Beginning with the line that mentions "Target: green grass lawn", reproduce every line through the last line of the entries, exactly, and only those.

**Input records**
- Opening Delimiter -

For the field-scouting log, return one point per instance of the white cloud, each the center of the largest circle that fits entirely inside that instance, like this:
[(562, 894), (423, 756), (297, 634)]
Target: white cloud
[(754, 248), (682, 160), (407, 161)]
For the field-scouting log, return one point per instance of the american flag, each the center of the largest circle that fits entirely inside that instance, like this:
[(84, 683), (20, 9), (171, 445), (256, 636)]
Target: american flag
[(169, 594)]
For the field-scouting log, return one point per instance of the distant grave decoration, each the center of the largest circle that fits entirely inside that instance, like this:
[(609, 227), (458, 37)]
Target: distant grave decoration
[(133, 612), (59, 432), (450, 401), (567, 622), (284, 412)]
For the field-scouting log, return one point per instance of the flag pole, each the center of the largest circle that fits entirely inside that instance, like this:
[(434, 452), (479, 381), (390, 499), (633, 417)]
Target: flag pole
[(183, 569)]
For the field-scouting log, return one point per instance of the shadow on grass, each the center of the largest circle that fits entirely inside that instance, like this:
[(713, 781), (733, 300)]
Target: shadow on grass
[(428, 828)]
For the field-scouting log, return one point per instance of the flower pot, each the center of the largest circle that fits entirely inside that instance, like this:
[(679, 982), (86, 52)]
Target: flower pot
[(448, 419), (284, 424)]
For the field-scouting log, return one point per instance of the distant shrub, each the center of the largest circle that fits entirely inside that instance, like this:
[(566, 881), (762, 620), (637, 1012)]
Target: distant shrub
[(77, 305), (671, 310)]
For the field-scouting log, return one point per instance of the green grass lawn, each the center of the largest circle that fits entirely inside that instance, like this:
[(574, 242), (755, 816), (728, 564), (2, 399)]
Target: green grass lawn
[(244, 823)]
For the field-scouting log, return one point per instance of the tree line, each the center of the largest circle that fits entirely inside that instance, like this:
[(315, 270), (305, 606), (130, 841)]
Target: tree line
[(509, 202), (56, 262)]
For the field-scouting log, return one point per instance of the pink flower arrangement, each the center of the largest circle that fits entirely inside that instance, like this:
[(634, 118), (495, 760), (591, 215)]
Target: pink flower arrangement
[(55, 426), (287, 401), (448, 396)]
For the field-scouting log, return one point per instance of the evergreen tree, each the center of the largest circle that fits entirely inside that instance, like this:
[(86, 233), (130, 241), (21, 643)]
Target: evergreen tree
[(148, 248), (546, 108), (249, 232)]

- Closing Delimiter -

**Task response**
Target: green grass lawn
[(244, 823)]
For the field-scouting log, return one point per instance of the tree line, each the center of the largest circle that fits entirely inside that instance, like this:
[(315, 270), (305, 606), (130, 841)]
Target: tree line
[(509, 202), (56, 262)]
For the field-scouting log, return one point per instance of the pink flower arrangement, each the center of the largest circle that fits entirely inside that instance, like this:
[(634, 118), (495, 760), (591, 215)]
Target: pink flower arrangement
[(55, 426), (287, 401), (448, 396)]
For the field-scouting log, return one point per instance of the evergreen tree, each the center of the largest circle that fits entirely inside that instance, like this:
[(86, 233), (130, 241), (21, 643)]
Target: evergreen tree
[(148, 248), (546, 108), (249, 232)]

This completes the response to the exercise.